■ GETOONDE TEKST:
★ ★ ★
Spoedcursus Aangeboren Taalinstinct
Taal is aangeboren. Dit is een stelling die sinds medio 20e eeuw sterke opgang gemaakt heeft binnen de taalkunde en cognitieve wetenschappen. Hoewel het enigszins in kan druizen tegen het algemene gezonde verstand en tegen andere leerstellingen, zijn er voldoende ondersteuningen om deze claim vol te houden tot op de dag van vandaag.
Tot ver in de jaren ’50 was de behaviouristische school zeer invloedrijk. Deze psychologische stroming ging ervan uit dat mensen in beginsel alles aangeleerd krijgen en dus door middel van hun omgeving alles onder de knie krijgen of kunnen krijgen. B.F. Skinner, een grote man in deze, stelde dan ook dat wanneer men hem een kind gaf, hij hier alles van kon maken. Als het op de taal aankwam, moest het dan ook zo zijn dat kinderen in eerste instantie niets anders doen dan hun ouders napraten. Ze papegaaien de taal die hun moeder en vader tegen hen spreken, een vaak versimpelde vorm die overigens Motherese genoemd wordt.
In 1959 werd deze stelling echter met een fileermes in stukjes gesneden. De vermaarde taalkundige Noam Chomsky bracht, kort samengevat, namelijk als tegenargument de ‘poverty of the stimulus’. Dit houdt in dat het aangeboden materiaal, de stimulus, het kind nooit álles aanbied wat mogelijk is in een taal. Sterker nog, een kind zal in zijn jongste jaren woorden bedenken, en later zinnen gaan bouwen die het nog nooit eerder gehoord heeft. Dit is wat daadwerkelijk gebeurt, en de zinsleer (syntaxis) maakt ons dan ook duidelijk dat het aantal mogelijke zinnen potentieel oneindig is. Chomsky ging verder, en verschoof het accent van omgeving (extern) naar het hoofd van de taalgebruiker (intern). Hij stelde namelijk dat taal niet aangeleerd maar aangebóren wordt. Hiermee wordt het belang van een talig milieu uiteraard niet geheel van de tafel geveegd, want een kind zonder sprekende mensen in zijn omgeving zal geen taal leren.
★ ★ ★
(Datasetrijen)
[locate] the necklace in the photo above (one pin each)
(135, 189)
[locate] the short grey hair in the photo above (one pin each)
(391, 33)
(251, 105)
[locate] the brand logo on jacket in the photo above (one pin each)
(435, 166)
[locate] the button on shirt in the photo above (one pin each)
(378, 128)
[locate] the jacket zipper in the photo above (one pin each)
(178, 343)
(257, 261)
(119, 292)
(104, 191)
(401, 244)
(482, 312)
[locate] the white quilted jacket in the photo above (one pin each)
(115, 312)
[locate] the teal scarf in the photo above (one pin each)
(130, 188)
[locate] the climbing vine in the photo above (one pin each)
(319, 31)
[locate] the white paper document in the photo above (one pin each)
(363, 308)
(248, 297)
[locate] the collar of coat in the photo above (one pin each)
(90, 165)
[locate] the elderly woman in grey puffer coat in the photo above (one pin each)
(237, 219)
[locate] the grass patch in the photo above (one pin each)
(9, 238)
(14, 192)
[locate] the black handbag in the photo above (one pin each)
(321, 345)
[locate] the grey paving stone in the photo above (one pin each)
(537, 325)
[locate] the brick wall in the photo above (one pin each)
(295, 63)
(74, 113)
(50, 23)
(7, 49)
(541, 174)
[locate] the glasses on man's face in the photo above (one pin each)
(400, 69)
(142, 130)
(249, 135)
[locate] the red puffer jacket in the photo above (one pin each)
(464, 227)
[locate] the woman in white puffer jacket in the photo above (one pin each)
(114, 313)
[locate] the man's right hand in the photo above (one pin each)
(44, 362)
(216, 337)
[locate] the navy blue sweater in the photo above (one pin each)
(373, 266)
★ ★ ★
Beantwoord op basis van de tekst over het aangeboren taalinstinct:
1. Welke psychologische stroming was tot ver in de jaren '50 zeer invloedrijk?
2. Welke naam draagt de vaak versimpelde taal die ouders tegen hun kinderen spreken?
3. In welk jaar werd de stelling dat kinderen taal door napraten leren volgens de tekst "in stukjes gesneden"?
Baseer je uitsluitend op de tekst.

1. De behaviouristische school.
2. Motherese.
3. 1959.